* _WHAT THE TASK ASKS_
Transcribe exactly the lines from the one containing "deer hoof, formatted" through the end of the entries, including both the first and the last, and nothing else.

╭─ EXERCISE DATA

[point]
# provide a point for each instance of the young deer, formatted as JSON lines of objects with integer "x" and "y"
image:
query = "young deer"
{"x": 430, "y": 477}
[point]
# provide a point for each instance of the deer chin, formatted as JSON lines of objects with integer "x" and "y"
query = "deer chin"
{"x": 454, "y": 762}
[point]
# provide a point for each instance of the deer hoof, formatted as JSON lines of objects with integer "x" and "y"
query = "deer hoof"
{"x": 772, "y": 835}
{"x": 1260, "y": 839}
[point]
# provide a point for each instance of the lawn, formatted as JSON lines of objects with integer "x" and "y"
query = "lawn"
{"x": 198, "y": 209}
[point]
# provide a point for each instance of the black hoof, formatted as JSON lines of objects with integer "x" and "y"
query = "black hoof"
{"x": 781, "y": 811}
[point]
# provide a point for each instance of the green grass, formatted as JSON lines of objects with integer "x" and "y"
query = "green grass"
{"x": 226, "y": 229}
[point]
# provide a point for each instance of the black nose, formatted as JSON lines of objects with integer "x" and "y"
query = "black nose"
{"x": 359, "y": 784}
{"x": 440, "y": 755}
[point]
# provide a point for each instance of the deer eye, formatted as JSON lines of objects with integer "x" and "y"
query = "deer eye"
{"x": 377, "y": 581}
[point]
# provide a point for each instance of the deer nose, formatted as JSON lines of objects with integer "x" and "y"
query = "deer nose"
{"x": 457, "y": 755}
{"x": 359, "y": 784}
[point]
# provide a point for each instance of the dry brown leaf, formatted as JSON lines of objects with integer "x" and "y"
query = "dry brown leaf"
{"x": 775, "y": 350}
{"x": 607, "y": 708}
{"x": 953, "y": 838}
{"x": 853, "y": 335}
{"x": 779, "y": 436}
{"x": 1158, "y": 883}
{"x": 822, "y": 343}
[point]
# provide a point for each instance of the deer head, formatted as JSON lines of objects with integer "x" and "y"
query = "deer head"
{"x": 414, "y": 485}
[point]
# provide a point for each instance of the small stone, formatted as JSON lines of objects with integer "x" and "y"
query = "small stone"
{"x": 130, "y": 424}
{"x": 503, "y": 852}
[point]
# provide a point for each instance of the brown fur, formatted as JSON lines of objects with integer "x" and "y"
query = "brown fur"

╰─

* _RESPONSE BOX_
# provide a point for each instance of the deer hoof, formatted as JSON lines of objects with integer "x" and "y"
query = "deer hoof"
{"x": 772, "y": 835}
{"x": 1260, "y": 839}
[point]
# provide a point for each instance of the lawn, formatted as JSON lines of objects with integer "x" and "y"
query = "lawn"
{"x": 198, "y": 209}
[point]
# provide a point for each instance of the black hoof, formatted as JSON lines of objects with integer "x" and "y"
query = "black hoof"
{"x": 781, "y": 811}
[point]
# provide a point for each instance of the green grass, formatted as JSON lines of objects with integer "x" and "y"
query = "green grass"
{"x": 226, "y": 229}
[point]
# provide a point for each instance of the black nose, formatted as JSON lines of objects with integer "x" and "y"
query = "black nose"
{"x": 359, "y": 784}
{"x": 440, "y": 755}
[point]
# provide a point for each instance of the deer eye, formatted as JSON lines of objects with integer "x" and "y"
query = "deer eye"
{"x": 377, "y": 581}
[point]
# provide a point for each instance of the deer nose, formatted as JSON lines of objects with integer "x" and "y"
query = "deer nose"
{"x": 457, "y": 755}
{"x": 359, "y": 784}
[point]
# provide a point for each instance of the dry brown leaf, formatted as JSON lines of objects with integer "x" and "y"
query = "dry brown leaf"
{"x": 775, "y": 350}
{"x": 607, "y": 708}
{"x": 953, "y": 838}
{"x": 853, "y": 335}
{"x": 779, "y": 436}
{"x": 1158, "y": 883}
{"x": 822, "y": 343}
[point]
# provide a point for each instance of the deer head, formatted as JSON lines of objects with integer "x" and "y"
query = "deer head"
{"x": 414, "y": 485}
[point]
# provide a point for each instance of the small stone, formatted as JSON lines of objects with integer "x" and "y"
query = "small stone"
{"x": 130, "y": 424}
{"x": 503, "y": 852}
[point]
# provide a point for each instance of the brown fur, formatted as JSON lines of objects with integer "x" and "y"
query = "brown fur"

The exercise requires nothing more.